### WHAT THE EXERCISE ASKS
Please write out every record below exactly as it stands.

##########

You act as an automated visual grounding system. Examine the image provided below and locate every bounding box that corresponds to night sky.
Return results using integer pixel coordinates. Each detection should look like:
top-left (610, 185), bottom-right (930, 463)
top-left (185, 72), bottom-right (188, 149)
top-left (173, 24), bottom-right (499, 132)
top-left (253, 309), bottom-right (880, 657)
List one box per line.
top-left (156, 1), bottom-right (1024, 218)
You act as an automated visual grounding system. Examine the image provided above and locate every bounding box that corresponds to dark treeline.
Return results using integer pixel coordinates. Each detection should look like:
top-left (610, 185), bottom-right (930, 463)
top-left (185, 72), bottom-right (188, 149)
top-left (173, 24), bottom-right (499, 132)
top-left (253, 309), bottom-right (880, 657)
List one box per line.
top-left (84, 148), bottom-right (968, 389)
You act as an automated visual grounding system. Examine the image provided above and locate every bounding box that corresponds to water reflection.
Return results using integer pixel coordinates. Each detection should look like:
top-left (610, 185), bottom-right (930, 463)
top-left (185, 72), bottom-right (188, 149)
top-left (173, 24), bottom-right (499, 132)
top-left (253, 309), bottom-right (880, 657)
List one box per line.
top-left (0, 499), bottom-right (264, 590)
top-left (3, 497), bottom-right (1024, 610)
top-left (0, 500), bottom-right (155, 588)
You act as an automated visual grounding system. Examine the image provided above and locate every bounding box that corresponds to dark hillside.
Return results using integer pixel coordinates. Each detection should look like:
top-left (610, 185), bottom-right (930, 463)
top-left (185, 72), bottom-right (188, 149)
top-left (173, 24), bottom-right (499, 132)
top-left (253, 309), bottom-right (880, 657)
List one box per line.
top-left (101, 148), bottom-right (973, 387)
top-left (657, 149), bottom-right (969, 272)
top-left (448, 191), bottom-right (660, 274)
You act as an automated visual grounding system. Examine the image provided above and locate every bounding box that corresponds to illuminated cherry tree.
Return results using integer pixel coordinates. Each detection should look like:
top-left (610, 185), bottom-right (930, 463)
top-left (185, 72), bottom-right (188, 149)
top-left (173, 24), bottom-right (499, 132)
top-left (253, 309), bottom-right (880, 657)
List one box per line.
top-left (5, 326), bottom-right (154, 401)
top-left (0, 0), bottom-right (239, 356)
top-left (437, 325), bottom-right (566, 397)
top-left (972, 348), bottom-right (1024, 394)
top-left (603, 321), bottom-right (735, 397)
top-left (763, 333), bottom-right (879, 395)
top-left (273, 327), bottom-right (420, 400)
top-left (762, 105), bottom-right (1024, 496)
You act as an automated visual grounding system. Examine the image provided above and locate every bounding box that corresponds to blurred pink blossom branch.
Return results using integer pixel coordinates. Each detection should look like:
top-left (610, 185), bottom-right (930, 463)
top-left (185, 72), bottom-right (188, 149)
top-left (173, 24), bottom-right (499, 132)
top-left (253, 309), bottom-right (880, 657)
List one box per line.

##########

### WRITTEN RESPONSE
You act as an automated visual grounding system. Examine the image provided below and locate every bounding box that corresponds to night sky.
Return results using integer pixel coordinates. Each detection should look like:
top-left (610, 185), bottom-right (930, 463)
top-left (185, 72), bottom-right (188, 149)
top-left (173, 24), bottom-right (499, 132)
top-left (253, 309), bottom-right (880, 657)
List one box per line.
top-left (156, 1), bottom-right (1024, 218)
You act as an automated visual grounding system. Examine the image provided above and locate every bounding box that corresponds to dark treeline.
Return results using integer pixel coordinates. Each detection should look like:
top-left (610, 185), bottom-right (930, 463)
top-left (185, 72), bottom-right (188, 149)
top-left (173, 24), bottom-right (499, 132)
top-left (253, 309), bottom-right (880, 657)
List one box per line.
top-left (84, 148), bottom-right (968, 389)
You act as an automated visual grounding system. Examine the image provided above and locate every bounding box that corresponds to water reflection.
Return results using integer pixel coordinates. Each detection should look like:
top-left (610, 185), bottom-right (930, 463)
top-left (185, 72), bottom-right (188, 149)
top-left (173, 24), bottom-right (499, 132)
top-left (253, 309), bottom-right (880, 657)
List one box per line.
top-left (0, 499), bottom-right (264, 590)
top-left (3, 497), bottom-right (1024, 610)
top-left (0, 500), bottom-right (155, 588)
You act as an automated visual grounding system. Examine the image provided above and locate every bounding box that corresponds to dark hillside.
Return results using integer pixel coordinates. Each detection should look like:
top-left (610, 185), bottom-right (930, 463)
top-left (185, 72), bottom-right (188, 149)
top-left (173, 24), bottom-right (499, 132)
top-left (253, 309), bottom-right (880, 657)
List one box per line.
top-left (101, 148), bottom-right (973, 387)
top-left (657, 149), bottom-right (969, 272)
top-left (448, 191), bottom-right (660, 274)
You act as an automated visual grounding system. Examine the image provided above and locate every bounding box that corresponds to illuminated cherry tree.
Return results using integer pixel coordinates. Each detection should look like:
top-left (610, 185), bottom-right (930, 463)
top-left (185, 72), bottom-right (188, 149)
top-left (173, 24), bottom-right (499, 132)
top-left (253, 309), bottom-right (880, 657)
List one box per line.
top-left (5, 326), bottom-right (154, 401)
top-left (0, 0), bottom-right (239, 356)
top-left (437, 325), bottom-right (566, 397)
top-left (972, 348), bottom-right (1024, 394)
top-left (603, 321), bottom-right (735, 397)
top-left (763, 333), bottom-right (879, 395)
top-left (273, 327), bottom-right (420, 400)
top-left (762, 105), bottom-right (1024, 496)
You act as an automated visual grounding system. Examine the image provided above and locate every bounding box that corresponds to blurred pink blossom branch.
Return results using integer pixel coordinates. Each detection should look like:
top-left (610, 185), bottom-right (930, 463)
top-left (185, 72), bottom-right (188, 149)
top-left (173, 24), bottom-right (499, 132)
top-left (253, 309), bottom-right (880, 657)
List one box per line.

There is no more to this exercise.